**Entries supplied**
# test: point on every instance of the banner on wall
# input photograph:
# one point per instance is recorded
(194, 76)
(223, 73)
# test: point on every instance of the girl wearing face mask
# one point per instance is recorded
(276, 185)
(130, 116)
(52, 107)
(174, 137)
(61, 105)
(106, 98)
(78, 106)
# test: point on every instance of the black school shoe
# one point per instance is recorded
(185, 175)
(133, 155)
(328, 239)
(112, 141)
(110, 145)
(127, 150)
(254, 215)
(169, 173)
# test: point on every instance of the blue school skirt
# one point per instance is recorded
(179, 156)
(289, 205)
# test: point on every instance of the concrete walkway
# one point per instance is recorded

**Work request**
A single number is expected: how many lines in the material above contain the word "school".

**Written solution**
2